* _What you have to do_
Write out the lines from the one containing "seg: water droplet" through the one containing "Give the mask of every instance of the water" as a numbered list, skipping any blank lines. Include both of those lines.
** START OF Raw records **
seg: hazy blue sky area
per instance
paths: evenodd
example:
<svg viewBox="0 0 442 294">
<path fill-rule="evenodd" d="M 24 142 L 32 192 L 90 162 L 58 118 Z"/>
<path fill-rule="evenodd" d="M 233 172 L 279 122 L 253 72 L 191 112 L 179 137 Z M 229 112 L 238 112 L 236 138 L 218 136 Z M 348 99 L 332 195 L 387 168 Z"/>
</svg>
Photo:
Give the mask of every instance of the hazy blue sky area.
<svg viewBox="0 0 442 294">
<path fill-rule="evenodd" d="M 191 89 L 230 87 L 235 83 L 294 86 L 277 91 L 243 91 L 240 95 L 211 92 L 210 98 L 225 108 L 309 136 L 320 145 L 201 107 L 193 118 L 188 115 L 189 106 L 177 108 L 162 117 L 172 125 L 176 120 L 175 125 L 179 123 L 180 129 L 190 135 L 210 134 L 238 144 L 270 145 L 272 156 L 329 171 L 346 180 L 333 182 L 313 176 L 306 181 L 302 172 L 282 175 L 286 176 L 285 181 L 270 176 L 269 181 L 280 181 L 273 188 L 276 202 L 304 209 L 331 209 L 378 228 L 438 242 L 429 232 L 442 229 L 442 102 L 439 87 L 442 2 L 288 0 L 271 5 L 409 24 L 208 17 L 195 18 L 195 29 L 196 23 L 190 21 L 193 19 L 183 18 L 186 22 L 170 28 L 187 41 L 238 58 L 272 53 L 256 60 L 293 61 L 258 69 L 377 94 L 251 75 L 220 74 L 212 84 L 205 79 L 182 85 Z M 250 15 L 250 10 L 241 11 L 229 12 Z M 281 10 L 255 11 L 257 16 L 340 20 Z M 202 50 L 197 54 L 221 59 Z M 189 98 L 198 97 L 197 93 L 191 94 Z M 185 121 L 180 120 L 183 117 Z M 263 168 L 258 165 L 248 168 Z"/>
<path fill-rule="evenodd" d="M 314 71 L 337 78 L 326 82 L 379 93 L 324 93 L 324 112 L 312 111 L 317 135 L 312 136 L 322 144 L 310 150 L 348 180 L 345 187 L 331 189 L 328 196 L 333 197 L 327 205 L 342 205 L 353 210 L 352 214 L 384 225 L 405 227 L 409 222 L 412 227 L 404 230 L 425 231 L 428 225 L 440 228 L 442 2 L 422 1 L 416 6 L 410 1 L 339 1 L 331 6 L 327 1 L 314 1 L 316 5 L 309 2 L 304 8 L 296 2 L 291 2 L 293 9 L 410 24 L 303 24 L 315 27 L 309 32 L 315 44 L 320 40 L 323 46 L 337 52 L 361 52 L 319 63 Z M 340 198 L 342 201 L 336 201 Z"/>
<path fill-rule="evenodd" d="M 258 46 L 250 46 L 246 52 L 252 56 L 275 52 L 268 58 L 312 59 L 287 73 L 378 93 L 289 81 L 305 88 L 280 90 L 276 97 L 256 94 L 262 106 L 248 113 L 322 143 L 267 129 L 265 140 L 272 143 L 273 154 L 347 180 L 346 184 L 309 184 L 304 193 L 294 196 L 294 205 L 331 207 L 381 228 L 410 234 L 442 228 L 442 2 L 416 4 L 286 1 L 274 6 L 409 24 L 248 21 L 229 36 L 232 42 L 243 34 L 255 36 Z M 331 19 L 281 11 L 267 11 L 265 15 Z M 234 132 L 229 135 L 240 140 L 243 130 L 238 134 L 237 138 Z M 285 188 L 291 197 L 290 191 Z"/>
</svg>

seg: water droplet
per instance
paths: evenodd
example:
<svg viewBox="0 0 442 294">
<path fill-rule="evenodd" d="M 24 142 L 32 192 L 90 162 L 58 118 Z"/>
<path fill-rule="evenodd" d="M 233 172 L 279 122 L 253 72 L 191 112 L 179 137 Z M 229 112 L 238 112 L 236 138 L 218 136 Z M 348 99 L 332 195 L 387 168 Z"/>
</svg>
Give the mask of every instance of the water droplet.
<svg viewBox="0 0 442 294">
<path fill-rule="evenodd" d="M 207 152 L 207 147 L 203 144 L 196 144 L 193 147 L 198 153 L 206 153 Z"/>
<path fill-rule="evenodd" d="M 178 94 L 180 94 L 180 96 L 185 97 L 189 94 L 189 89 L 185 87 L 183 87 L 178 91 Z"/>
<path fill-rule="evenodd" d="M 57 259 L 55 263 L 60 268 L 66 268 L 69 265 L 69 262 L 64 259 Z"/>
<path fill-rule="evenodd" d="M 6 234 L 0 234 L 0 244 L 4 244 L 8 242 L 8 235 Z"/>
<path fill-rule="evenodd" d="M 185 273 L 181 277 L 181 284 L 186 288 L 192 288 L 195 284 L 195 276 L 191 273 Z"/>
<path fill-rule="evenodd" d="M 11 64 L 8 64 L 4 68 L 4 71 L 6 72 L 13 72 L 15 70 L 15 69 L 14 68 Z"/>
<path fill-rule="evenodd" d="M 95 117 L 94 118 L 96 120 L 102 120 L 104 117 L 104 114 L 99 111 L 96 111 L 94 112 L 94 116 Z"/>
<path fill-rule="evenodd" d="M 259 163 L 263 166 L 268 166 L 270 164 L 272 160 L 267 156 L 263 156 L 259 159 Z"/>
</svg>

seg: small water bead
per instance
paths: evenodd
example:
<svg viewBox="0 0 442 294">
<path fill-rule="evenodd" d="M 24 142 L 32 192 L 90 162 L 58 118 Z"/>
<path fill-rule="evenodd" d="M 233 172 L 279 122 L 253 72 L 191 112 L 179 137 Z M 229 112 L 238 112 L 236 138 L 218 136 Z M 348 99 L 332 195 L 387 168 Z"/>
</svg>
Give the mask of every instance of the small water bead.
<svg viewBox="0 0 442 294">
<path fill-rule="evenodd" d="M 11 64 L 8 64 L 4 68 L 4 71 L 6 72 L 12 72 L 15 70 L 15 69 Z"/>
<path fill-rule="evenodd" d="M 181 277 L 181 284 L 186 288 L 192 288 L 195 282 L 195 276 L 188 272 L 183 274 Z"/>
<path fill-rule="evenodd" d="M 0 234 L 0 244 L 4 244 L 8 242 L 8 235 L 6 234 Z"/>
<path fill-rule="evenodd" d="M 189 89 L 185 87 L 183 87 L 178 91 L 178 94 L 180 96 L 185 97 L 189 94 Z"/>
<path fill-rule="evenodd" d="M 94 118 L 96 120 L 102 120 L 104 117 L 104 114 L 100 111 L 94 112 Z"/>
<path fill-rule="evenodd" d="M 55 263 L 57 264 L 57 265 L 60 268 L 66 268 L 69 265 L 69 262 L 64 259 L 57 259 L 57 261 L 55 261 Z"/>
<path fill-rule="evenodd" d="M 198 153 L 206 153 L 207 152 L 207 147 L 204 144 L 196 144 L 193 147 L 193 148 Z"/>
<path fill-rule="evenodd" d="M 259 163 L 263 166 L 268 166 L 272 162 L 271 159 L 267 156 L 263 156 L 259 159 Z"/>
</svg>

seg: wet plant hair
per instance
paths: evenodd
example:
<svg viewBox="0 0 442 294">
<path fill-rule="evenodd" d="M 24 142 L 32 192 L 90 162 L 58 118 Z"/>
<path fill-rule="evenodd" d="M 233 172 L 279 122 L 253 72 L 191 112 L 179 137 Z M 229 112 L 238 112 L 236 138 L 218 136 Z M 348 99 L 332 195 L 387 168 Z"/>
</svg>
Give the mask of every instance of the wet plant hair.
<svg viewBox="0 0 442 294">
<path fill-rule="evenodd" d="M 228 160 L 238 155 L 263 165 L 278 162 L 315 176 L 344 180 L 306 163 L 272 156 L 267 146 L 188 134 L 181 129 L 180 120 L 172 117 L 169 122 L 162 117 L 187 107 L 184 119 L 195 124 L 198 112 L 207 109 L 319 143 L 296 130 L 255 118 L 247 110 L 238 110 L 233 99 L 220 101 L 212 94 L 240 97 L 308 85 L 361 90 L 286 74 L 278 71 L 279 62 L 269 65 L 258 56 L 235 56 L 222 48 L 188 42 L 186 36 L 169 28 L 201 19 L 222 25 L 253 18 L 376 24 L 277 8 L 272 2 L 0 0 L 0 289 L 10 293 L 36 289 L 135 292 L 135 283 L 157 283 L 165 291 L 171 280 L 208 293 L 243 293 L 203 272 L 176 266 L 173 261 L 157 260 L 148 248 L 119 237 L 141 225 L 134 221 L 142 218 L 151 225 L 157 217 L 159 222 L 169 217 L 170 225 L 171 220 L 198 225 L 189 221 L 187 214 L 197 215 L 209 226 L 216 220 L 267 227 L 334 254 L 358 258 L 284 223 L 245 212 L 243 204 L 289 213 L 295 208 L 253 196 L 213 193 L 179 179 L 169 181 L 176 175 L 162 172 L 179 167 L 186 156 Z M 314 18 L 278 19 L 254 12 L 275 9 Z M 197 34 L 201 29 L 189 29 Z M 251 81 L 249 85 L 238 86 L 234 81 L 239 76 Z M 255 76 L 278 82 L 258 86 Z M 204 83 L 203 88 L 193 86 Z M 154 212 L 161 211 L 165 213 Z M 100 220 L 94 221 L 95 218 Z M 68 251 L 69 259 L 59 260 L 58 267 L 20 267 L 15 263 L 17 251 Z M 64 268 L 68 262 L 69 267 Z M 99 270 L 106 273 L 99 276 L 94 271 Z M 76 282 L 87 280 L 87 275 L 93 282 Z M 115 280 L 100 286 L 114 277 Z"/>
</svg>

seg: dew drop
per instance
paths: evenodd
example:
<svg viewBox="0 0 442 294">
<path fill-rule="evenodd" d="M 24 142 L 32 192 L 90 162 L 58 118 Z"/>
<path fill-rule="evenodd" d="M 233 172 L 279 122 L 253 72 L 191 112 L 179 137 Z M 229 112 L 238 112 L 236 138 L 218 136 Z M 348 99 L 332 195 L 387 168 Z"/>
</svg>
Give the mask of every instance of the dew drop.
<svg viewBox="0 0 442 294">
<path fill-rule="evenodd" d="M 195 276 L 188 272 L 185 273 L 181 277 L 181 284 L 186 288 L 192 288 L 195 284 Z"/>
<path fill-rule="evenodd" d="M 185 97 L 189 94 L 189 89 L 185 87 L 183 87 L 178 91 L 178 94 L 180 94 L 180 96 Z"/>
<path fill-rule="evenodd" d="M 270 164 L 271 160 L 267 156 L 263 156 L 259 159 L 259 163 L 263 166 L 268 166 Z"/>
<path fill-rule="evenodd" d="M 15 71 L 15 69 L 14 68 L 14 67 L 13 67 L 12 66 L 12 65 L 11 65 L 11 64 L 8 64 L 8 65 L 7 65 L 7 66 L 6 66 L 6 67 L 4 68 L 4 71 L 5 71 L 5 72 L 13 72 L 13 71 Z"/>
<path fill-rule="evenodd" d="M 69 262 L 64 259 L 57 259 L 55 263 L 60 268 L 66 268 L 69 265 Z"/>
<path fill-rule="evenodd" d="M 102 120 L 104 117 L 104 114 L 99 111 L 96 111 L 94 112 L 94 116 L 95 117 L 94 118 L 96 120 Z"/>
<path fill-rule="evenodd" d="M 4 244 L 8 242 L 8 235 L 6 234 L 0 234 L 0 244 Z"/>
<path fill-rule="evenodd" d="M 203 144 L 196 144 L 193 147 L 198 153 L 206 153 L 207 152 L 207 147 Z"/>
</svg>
** END OF Raw records **
* _Correct output_
1. seg: water droplet
2. per instance
3. paths: evenodd
4. example:
5. <svg viewBox="0 0 442 294">
6. <path fill-rule="evenodd" d="M 24 142 L 32 192 L 90 162 L 58 118 Z"/>
7. <path fill-rule="evenodd" d="M 233 172 L 279 122 L 253 72 L 191 112 L 179 137 Z M 229 112 L 238 112 L 236 138 L 218 136 Z M 348 99 L 332 195 L 387 168 Z"/>
8. </svg>
9. Give the mask of every instance of the water droplet.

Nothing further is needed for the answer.